*Data:*
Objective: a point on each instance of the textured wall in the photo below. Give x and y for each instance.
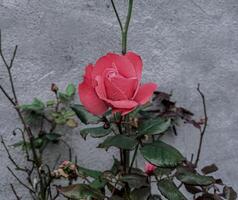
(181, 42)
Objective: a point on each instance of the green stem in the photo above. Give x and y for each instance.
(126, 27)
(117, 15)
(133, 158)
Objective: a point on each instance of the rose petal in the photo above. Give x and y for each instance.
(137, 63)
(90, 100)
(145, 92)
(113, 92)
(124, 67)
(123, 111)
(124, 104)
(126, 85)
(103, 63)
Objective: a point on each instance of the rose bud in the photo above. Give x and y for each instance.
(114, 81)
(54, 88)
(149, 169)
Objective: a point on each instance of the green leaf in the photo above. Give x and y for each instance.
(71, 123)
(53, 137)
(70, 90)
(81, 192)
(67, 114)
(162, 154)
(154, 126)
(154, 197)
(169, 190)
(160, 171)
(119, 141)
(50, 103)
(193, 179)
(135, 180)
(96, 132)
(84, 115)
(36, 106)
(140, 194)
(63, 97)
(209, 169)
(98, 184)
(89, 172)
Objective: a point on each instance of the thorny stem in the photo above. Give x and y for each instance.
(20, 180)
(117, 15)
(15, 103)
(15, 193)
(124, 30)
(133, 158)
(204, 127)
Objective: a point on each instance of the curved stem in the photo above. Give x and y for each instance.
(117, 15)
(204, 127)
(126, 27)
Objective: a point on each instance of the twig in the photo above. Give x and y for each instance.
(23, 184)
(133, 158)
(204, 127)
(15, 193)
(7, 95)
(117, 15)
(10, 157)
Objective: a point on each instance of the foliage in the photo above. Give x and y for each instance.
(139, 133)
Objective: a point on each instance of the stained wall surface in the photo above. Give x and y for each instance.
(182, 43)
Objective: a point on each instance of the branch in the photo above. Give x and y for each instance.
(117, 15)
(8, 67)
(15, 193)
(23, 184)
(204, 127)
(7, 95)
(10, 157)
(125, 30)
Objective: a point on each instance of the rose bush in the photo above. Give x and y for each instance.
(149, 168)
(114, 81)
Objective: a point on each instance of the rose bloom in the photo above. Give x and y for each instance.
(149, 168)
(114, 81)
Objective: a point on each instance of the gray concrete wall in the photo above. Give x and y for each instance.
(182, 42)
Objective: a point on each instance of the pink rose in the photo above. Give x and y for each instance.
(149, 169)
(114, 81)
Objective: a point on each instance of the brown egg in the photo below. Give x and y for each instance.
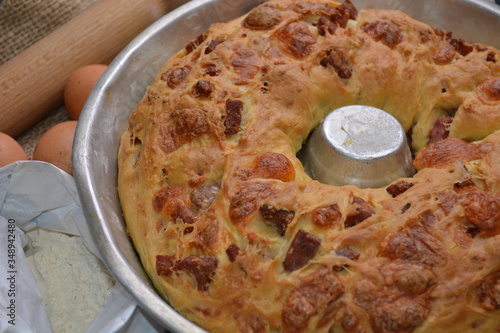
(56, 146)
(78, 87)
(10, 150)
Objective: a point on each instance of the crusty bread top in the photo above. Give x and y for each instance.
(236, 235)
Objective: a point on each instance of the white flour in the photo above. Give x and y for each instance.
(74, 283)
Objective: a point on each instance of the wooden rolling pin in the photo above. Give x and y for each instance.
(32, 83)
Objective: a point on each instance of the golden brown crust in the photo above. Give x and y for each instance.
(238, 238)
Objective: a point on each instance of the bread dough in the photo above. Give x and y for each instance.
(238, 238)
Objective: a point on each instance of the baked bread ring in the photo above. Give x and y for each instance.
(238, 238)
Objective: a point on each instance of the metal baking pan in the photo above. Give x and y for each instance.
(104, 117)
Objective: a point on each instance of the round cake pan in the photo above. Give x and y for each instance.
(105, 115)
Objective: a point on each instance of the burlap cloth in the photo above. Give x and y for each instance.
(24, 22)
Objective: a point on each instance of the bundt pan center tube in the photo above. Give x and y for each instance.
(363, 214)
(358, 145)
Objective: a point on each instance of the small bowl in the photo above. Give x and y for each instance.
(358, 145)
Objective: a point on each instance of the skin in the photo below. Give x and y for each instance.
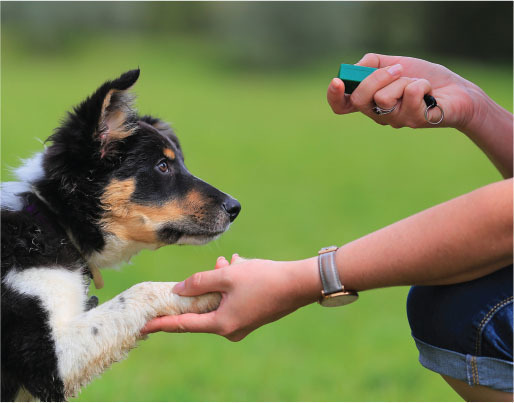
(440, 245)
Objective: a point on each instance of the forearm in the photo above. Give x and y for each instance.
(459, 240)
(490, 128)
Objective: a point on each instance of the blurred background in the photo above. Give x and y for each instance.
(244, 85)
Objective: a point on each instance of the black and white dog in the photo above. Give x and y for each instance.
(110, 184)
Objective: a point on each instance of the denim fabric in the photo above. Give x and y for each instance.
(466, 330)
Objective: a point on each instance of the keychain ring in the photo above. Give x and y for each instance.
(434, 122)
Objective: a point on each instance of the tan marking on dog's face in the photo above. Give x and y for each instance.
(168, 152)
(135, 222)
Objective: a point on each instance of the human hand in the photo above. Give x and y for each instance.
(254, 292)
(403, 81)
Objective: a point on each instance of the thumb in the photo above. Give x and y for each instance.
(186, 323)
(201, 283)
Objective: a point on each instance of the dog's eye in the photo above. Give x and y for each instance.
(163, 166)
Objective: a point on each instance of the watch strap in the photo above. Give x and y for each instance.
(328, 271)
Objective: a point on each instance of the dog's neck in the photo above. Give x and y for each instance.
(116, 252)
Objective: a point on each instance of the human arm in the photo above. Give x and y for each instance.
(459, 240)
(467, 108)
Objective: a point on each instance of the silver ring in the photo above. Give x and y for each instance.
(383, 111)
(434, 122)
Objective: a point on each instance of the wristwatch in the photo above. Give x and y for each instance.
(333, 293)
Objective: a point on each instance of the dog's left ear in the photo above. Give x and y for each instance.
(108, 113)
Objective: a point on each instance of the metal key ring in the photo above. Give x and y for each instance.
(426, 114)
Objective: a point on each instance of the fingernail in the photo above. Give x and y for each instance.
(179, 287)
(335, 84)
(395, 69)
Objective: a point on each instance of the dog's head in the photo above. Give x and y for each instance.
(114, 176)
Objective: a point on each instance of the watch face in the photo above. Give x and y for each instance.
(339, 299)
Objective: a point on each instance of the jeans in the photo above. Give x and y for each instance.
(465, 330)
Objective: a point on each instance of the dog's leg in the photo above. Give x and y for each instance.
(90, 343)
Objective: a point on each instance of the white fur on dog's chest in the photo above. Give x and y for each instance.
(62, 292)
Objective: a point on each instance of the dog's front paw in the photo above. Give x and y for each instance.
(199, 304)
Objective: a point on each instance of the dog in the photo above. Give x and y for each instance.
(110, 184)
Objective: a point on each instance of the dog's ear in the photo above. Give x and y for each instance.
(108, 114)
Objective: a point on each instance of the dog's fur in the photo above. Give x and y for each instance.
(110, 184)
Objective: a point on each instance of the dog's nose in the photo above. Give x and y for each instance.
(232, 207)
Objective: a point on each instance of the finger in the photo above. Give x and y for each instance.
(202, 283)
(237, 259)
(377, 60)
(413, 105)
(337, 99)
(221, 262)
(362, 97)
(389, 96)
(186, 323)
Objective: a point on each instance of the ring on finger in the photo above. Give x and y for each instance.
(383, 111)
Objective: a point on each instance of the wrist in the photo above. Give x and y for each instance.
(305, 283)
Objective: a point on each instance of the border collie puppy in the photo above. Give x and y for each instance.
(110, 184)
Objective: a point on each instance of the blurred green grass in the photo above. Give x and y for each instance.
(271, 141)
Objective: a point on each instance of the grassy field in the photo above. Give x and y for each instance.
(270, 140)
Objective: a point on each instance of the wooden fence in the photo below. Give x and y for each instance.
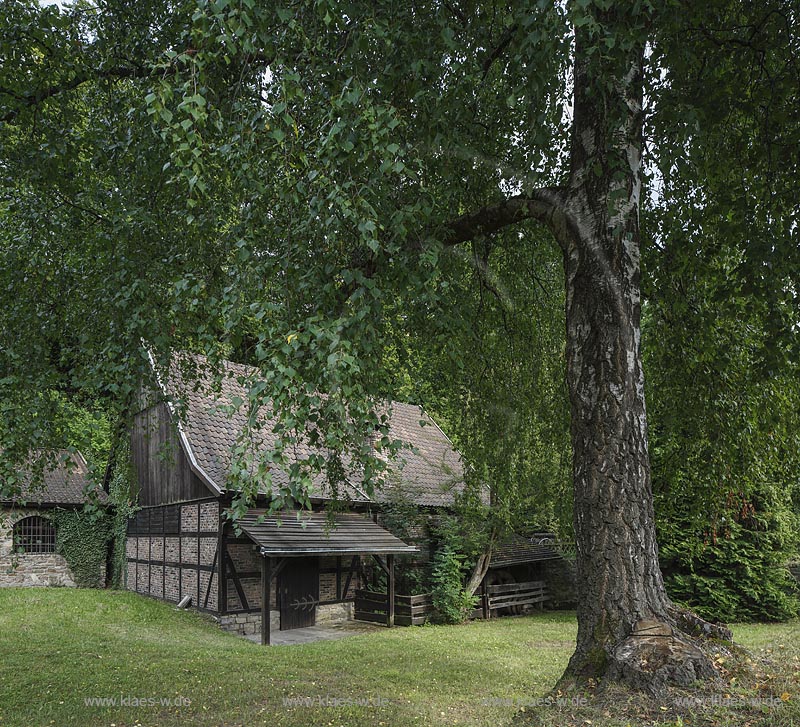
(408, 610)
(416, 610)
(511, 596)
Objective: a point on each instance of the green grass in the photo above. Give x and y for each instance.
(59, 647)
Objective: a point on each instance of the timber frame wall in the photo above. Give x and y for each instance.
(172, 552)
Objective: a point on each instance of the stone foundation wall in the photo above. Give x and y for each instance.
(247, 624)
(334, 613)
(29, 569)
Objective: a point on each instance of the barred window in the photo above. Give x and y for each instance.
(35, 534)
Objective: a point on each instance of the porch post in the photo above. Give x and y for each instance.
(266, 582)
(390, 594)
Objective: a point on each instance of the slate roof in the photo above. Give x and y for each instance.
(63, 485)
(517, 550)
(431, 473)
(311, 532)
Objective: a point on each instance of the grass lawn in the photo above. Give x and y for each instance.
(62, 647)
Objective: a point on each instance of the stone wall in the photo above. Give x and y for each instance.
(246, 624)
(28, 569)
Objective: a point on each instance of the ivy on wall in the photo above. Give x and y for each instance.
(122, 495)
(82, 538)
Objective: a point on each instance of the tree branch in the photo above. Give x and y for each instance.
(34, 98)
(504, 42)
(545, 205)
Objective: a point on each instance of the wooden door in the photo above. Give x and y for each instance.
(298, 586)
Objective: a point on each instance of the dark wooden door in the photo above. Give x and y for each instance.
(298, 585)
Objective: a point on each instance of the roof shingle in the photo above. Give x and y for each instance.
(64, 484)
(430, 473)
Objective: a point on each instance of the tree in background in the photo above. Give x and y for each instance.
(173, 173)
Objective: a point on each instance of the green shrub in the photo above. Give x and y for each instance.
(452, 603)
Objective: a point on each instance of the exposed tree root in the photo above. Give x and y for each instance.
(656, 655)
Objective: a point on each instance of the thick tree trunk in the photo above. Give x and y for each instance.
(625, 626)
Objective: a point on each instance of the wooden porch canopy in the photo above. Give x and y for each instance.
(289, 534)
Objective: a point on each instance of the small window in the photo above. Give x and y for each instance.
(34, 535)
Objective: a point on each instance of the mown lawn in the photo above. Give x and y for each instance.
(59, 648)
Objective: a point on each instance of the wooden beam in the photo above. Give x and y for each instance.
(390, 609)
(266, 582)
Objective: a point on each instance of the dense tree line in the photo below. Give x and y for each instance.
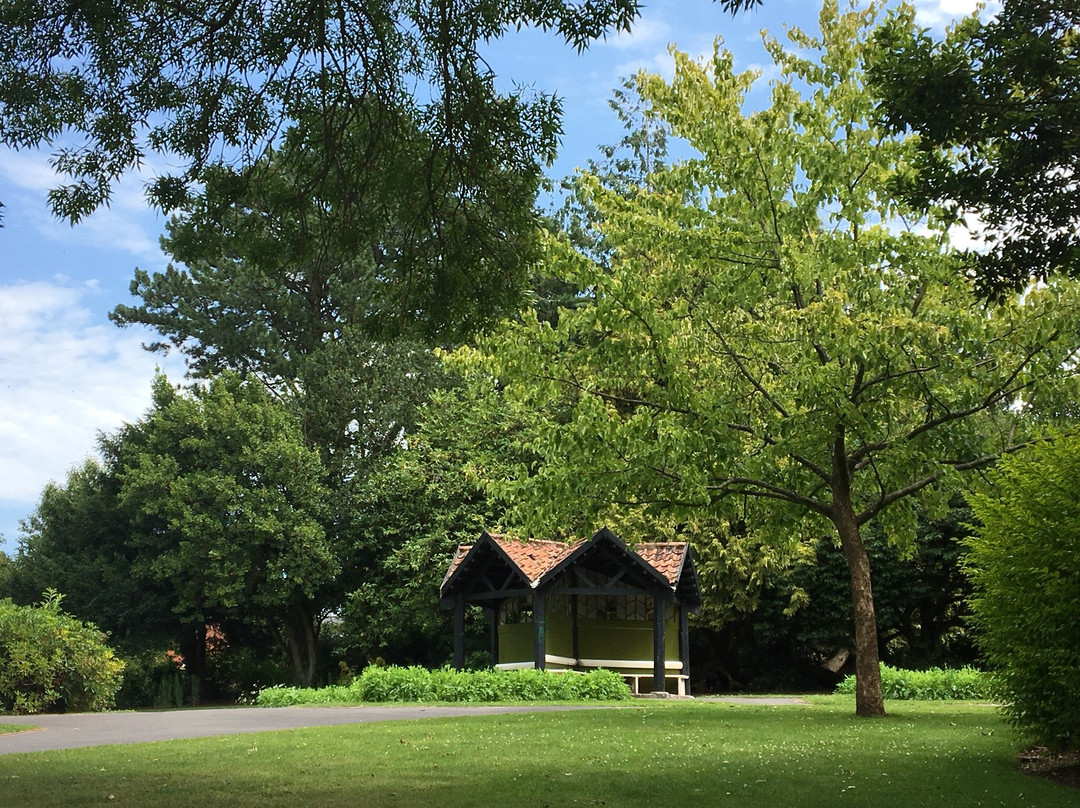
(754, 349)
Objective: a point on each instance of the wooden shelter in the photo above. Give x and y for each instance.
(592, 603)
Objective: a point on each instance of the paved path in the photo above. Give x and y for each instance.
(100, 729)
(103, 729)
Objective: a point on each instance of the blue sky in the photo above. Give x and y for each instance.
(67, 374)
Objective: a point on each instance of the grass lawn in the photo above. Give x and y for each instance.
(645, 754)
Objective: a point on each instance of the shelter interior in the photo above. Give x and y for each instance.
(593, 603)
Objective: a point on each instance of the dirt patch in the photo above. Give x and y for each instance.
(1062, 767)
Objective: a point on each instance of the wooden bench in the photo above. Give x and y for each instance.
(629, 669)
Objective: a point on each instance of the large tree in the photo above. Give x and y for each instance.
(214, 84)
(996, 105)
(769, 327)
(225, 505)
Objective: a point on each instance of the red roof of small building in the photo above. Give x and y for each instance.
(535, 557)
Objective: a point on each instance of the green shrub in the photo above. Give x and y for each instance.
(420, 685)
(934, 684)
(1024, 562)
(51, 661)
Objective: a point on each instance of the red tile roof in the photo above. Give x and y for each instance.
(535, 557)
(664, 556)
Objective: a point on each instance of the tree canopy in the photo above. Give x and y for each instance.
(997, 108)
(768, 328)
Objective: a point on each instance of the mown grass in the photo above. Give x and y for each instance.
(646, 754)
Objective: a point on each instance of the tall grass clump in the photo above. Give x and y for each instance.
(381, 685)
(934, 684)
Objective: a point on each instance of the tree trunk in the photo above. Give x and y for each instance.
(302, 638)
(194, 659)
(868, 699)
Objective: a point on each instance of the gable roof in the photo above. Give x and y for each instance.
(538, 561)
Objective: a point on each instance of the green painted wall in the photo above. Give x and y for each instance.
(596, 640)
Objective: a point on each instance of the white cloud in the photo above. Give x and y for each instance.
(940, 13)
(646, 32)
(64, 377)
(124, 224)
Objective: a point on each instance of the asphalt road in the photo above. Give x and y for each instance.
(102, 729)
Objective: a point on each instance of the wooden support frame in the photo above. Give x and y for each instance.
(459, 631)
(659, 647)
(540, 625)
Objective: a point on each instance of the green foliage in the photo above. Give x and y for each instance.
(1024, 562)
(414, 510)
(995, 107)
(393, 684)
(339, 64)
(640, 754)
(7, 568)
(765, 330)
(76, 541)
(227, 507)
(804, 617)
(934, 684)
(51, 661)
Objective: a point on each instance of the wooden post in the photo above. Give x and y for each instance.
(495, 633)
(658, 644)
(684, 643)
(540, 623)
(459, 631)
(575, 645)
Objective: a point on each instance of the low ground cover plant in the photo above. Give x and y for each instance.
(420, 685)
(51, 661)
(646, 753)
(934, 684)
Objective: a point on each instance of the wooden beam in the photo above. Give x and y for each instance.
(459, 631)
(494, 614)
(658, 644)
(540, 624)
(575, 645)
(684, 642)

*Brief:* Could you output the lines above, exactly as written, from the one containing "Objective: a point on each instance of the wooden support" through the last, with both ends included and no others?

*Your response:*
Objective: a point on each instance of the wooden support frame in the photo above. Give x and y for each instance.
(459, 631)
(659, 647)
(540, 625)
Objective: a point on each instance of the green foliage in the photo above. Give x and y for each instance.
(1024, 562)
(414, 510)
(995, 107)
(393, 684)
(339, 64)
(640, 754)
(7, 568)
(765, 330)
(76, 541)
(227, 507)
(804, 617)
(934, 684)
(51, 661)
Objective: a point on each instance of the wooden post in the photo above. Give x and y for each instance.
(495, 633)
(658, 644)
(684, 643)
(540, 623)
(459, 631)
(575, 645)
Objective: a point on each instance of the low ground cover plant in the photo above. Give x and y for each instance.
(420, 685)
(51, 661)
(646, 753)
(934, 684)
Objective: a point on each instance of the wooden beam in the photo above. Give x and y for each instance.
(459, 631)
(494, 614)
(658, 644)
(540, 624)
(575, 645)
(684, 642)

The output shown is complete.